TASK GOAL: Line by line, copy out the entries exactly and leave the pictures behind.

(Records excerpted from a collection)

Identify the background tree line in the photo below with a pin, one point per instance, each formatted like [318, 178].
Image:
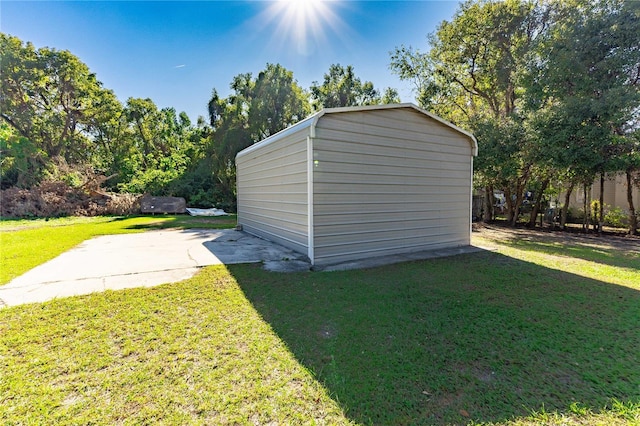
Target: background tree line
[550, 89]
[60, 124]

RESULT BELOW:
Identify the background tree line in the photo below with a pin, one point per instance, each formatted like [318, 178].
Image:
Target: background tree line
[550, 89]
[60, 124]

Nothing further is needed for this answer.